:: INSTRUCTION ::
Reproduce each of the following rows word for word, in the same order.

:: DATA LINES ::
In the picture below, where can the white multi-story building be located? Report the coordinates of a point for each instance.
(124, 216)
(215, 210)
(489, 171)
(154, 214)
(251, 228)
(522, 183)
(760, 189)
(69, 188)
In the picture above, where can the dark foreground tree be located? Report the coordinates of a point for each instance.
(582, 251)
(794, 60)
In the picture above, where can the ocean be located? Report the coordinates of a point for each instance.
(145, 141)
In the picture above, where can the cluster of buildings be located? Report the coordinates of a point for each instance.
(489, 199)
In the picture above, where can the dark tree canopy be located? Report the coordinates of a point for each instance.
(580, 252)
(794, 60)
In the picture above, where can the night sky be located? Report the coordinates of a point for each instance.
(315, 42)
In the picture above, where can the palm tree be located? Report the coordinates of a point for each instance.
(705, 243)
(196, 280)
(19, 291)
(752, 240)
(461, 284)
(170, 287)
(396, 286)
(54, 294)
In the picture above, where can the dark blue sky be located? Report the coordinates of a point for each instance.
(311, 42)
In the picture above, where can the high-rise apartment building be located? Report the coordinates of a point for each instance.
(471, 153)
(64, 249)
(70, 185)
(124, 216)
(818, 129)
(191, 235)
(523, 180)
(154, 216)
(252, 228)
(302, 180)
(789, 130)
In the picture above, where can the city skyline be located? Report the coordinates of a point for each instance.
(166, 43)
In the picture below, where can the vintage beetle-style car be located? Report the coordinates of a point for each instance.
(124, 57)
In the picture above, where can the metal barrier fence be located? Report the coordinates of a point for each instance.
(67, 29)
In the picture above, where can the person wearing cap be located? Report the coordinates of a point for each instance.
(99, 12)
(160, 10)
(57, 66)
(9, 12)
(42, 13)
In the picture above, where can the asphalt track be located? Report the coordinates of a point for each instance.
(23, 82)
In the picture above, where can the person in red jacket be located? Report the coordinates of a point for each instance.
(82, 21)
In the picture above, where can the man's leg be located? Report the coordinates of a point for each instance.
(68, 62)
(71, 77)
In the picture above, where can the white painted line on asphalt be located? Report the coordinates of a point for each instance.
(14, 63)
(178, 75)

:: RESULT OF THIS EXERCISE ::
In the picture below, where can the white multi-story building be located? Report the coordinates of a point for each instance.
(124, 216)
(215, 210)
(489, 171)
(154, 214)
(251, 228)
(522, 183)
(760, 189)
(69, 188)
In the picture above, where can the dark foreground tree be located? Report the coordinates of a point for each instance.
(582, 251)
(794, 60)
In the picture above, where can the ocean be located? Report the coordinates of a point for each instance.
(145, 141)
In the picture above, where can the cluster of buildings be located? Report the coordinates of a point for each instance.
(489, 199)
In the picture above, where can the dark tree canopy be located? Report the coordinates of a point for each instance.
(580, 252)
(794, 60)
In the picture above, where can the night sky be located? Report the coordinates of a point for each instance.
(315, 42)
In the picture above, where can the palm tree be located? Report the coordinates of a point for each instance.
(705, 243)
(196, 280)
(19, 291)
(752, 240)
(461, 284)
(170, 287)
(396, 286)
(54, 294)
In the picture above, where can the dark blue sky be located? Report the coordinates of a point for each instance.
(311, 42)
In the picture above, where can the high-rise apartment building be located? Report the coordinates of a point for each instance.
(471, 153)
(64, 249)
(70, 185)
(124, 216)
(818, 129)
(191, 235)
(523, 180)
(154, 216)
(252, 228)
(302, 180)
(789, 130)
In the picture above, where can the city skyline be located? Report the coordinates of a point for each instance.
(166, 43)
In the picture below, where can the vintage beetle-style car be located? Report the coordinates of a point for each instance.
(124, 57)
In the picture above, where can the metal barrier fence be located? Report the coordinates of a point for each instance.
(67, 29)
In the picture above, where can the person wearing cap be located? Report the coordinates of a point for each instance.
(99, 12)
(160, 10)
(57, 66)
(9, 12)
(42, 13)
In the picture above, where can the asphalt track be located? Report the coordinates of a point for each instance.
(23, 82)
In the picture above, where can the person in red jacket be located? Report the coordinates of a point for each instance.
(82, 21)
In the picture above, where can the man's leg be located? Report the coordinates of a point for each instance.
(68, 62)
(71, 77)
In the picture above, where can the white painted line on asphalt be located? Report the coordinates of a point for each instance.
(14, 63)
(178, 75)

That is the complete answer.